*Raw records*
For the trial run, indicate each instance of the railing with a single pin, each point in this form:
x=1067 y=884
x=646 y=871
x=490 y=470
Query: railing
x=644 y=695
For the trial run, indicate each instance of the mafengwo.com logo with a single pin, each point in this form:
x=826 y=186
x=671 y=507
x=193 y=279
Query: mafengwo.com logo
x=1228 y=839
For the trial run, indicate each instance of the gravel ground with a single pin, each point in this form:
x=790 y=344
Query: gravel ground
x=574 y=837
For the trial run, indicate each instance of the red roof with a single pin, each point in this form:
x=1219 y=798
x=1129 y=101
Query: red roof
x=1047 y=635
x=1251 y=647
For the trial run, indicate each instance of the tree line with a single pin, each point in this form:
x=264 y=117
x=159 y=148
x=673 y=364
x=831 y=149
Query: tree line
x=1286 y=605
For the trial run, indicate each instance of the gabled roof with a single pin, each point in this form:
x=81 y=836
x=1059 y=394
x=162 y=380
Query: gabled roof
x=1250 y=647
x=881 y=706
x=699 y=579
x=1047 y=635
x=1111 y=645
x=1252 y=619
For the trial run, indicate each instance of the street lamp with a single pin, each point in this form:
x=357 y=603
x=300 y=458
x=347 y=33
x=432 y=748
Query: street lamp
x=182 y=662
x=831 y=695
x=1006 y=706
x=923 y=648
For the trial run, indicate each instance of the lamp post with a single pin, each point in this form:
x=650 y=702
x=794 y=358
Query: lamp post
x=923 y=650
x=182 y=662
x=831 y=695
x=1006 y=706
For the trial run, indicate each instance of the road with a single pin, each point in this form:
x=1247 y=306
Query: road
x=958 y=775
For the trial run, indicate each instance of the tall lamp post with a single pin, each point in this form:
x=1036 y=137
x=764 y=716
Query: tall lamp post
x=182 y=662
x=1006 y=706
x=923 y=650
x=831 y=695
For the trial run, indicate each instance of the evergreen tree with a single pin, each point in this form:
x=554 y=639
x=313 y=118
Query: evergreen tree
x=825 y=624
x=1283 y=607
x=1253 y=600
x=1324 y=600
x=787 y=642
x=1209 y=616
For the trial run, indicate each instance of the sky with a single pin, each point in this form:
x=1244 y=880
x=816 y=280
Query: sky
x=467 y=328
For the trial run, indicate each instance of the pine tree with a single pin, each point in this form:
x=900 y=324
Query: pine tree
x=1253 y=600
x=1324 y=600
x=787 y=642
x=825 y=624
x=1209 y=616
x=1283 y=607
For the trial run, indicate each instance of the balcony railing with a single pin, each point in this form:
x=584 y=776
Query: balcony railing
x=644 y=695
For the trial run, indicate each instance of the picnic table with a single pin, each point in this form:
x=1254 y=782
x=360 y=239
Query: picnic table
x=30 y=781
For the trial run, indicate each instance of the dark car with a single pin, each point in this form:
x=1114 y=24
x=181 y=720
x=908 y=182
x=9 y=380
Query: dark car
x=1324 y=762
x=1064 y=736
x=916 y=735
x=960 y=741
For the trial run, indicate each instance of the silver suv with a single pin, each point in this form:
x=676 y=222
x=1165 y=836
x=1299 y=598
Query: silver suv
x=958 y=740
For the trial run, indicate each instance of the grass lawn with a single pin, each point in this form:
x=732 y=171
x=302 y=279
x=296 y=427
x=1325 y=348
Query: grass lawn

*The exercise*
Rewrite every one of the entries above, substituting "practice round" for each occurrence of "trial run" and leaving all other text untouched.

*Output for this task*
For the practice round, indicate each instance of the railing with a single pin, each point in this form:
x=1067 y=884
x=646 y=871
x=490 y=470
Query: railing
x=644 y=695
For the practice round, indicate each instance of the mafengwo.com logo with a single pin, each point in this form:
x=826 y=186
x=671 y=507
x=193 y=279
Query: mafengwo.com logo
x=1228 y=839
For the practice round, indicate each instance of the gravel ground with a single pin, each point in this form:
x=790 y=344
Query: gravel ground
x=574 y=837
For the practice round, indicate each instance of the red roof with a single pin, each point in this form:
x=1219 y=798
x=1129 y=101
Query: red roof
x=1047 y=635
x=1251 y=647
For the practice round, indicate each instance of the tree line with a single pin, each point in this form:
x=264 y=117
x=159 y=148
x=673 y=364
x=831 y=149
Query: tree line
x=1286 y=605
For the practice round, indicate each instance of the gabled roof with a single pin, each point in this form:
x=81 y=836
x=1059 y=394
x=162 y=380
Query: gabled roof
x=1250 y=647
x=881 y=706
x=699 y=579
x=1047 y=635
x=1111 y=645
x=1252 y=619
For the practice round, indicate each instance of the street lamp with a single pin, each point in this form:
x=357 y=603
x=300 y=458
x=347 y=33
x=432 y=748
Query: street lamp
x=182 y=662
x=831 y=695
x=1006 y=706
x=923 y=648
For the practice round, indicate each instance of the lamp post with a single pin, each point in this form:
x=650 y=702
x=794 y=358
Query: lamp post
x=923 y=650
x=182 y=662
x=831 y=695
x=1006 y=706
For the practice round, indicate each instance of the road with a single pin, each point in this form:
x=1247 y=306
Query: road
x=958 y=775
For the practice round, indicate each instance of the tall lamp post with a single pin, each point in this form:
x=1036 y=137
x=764 y=716
Query: tall lamp post
x=182 y=662
x=1006 y=706
x=923 y=650
x=831 y=695
For the practice round, indicate each instance of the evergreen tree with a single pin, each point in this form:
x=554 y=639
x=313 y=118
Query: evergreen tree
x=825 y=624
x=1283 y=607
x=1253 y=600
x=1324 y=600
x=787 y=642
x=1209 y=616
For the practice round, indicate each instance of the sky with a single pin, each point in this form:
x=1244 y=880
x=816 y=280
Query: sky
x=467 y=328
For the practice round, indicate each instance of the pine tree with a single pin, each point in this form:
x=900 y=324
Query: pine tree
x=1253 y=600
x=1324 y=600
x=787 y=642
x=825 y=624
x=1209 y=616
x=1283 y=607
For the practice round, indicate each instance of the balcony railing with a single pin, each point in this form:
x=584 y=776
Query: balcony railing
x=644 y=695
For the practice round, indicate each instance of the picnic table with a single pin, each point in this form:
x=1254 y=782
x=360 y=239
Query: picnic table
x=30 y=781
For the practice round, indicate each instance of the dark car with a single pin, each point in this form:
x=1114 y=24
x=181 y=720
x=908 y=182
x=9 y=380
Query: dark car
x=1324 y=762
x=1064 y=736
x=916 y=735
x=960 y=741
For the practice round, indicate each instance of the silver suv with a single pin, each point in this form:
x=676 y=222
x=1165 y=836
x=1299 y=598
Query: silver suv
x=958 y=740
For the practice round, indicate each instance of the grass lawn with a single pin, each point in this form:
x=732 y=171
x=302 y=279
x=296 y=427
x=1325 y=348
Query: grass lawn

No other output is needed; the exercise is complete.